# Problem description:
This calls for a word-for-word copy of all the data, with each picture removed.

# Data for this exercise:
--*--

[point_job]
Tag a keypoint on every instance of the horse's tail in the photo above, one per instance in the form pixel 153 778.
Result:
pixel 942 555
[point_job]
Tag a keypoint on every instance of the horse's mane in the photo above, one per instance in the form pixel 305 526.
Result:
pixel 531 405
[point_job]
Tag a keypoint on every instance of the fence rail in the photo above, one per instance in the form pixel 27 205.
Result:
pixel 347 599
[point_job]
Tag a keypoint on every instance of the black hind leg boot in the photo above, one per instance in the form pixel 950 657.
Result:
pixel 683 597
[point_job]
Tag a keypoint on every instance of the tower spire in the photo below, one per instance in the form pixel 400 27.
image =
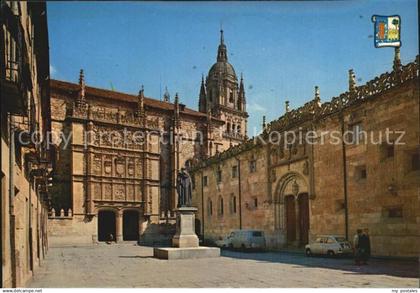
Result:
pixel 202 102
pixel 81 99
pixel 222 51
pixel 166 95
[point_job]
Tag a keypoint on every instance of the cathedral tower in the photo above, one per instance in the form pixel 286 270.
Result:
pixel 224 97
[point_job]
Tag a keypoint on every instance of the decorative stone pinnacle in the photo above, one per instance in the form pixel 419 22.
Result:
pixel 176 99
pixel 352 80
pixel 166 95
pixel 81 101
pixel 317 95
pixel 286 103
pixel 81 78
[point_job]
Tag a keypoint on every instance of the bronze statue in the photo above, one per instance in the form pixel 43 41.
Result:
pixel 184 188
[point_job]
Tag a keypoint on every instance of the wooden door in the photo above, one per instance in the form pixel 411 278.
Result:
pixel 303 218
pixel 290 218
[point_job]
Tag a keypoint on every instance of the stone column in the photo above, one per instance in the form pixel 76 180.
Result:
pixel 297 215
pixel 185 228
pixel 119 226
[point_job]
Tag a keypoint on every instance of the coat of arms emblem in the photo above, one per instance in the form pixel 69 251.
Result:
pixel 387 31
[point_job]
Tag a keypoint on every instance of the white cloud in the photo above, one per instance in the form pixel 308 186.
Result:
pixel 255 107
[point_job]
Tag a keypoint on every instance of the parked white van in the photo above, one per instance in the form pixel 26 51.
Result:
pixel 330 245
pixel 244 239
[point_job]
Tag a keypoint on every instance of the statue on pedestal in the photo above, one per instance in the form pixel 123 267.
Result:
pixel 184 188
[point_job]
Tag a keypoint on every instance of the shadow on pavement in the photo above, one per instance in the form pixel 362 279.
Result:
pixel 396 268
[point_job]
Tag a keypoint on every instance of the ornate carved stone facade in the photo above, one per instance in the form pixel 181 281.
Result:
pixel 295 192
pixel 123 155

--*--

# Written solution:
[point_job]
Tag a keypoint on every instance of the horse's tail in the photo above, one per instance in the form pixel 153 778.
Result:
pixel 942 555
[point_job]
Tag a keypoint on every instance of the horse's mane in the photo above, one per instance in the form pixel 305 526.
Result:
pixel 531 405
[point_job]
Tag a keypoint on every instance of the fence rail in the photo above, one per instance in the form pixel 27 205.
Result:
pixel 347 599
[point_job]
Tag a keypoint on every instance of the black hind leg boot in the photo above, one per instance in the form pixel 950 657.
Result:
pixel 683 597
[point_job]
Tag a keypoint on every instance of the tower spire in the photo below, one per instance in the form pixel 400 27.
image =
Result:
pixel 202 102
pixel 81 99
pixel 222 51
pixel 166 95
[point_job]
Tag a keypoint on every instance of the cathedral tower in the photo above, one per instance in the form pixel 286 270.
Result:
pixel 224 97
[point_job]
Tag a keypoint on every instance of the decorative stone pinnacle in the photo above, one per instance in the form pixel 419 22.
Result:
pixel 176 99
pixel 352 80
pixel 166 95
pixel 81 101
pixel 317 95
pixel 286 103
pixel 81 78
[point_job]
Tag a keypoint on every instance of the bronze statue in the photo above, one per instance in the form pixel 43 41.
Result:
pixel 184 188
[point_job]
Tag a keypoint on every instance of the wooden door in the photo above, one per instance in the form pixel 411 278.
Result:
pixel 303 218
pixel 290 218
[point_job]
Tag a keypoint on every instance of the stone column in the photo above, one per instance in the form pixel 76 180.
Result:
pixel 297 215
pixel 185 228
pixel 119 226
[point_job]
Tag a keypoint on every instance of the coat of arms emblem in the photo above, one per instance in the form pixel 69 251.
Result:
pixel 387 31
[point_job]
Tag a keypoint on every instance of the white cloud in the photo above, one per instance in the form pixel 308 186.
Result:
pixel 255 107
[point_job]
Tag a keypoint on every instance of the parked white van in the photo above, one per instance in the form pixel 26 51.
Result:
pixel 330 245
pixel 244 239
[point_job]
Tag a keypoint on every instance of the statue on pedestal in the photo above, one per instance in the form pixel 123 267.
Result:
pixel 184 188
[point_job]
Tag a keypoint on every instance of the shadow on pavement in the photo above, one per instance in the form pixel 362 279.
Result:
pixel 396 268
[point_job]
Tag a keypoint on every instance of the ornate carved stone facade in the photo above, one per instance in the form pixel 181 281.
Result:
pixel 295 192
pixel 123 155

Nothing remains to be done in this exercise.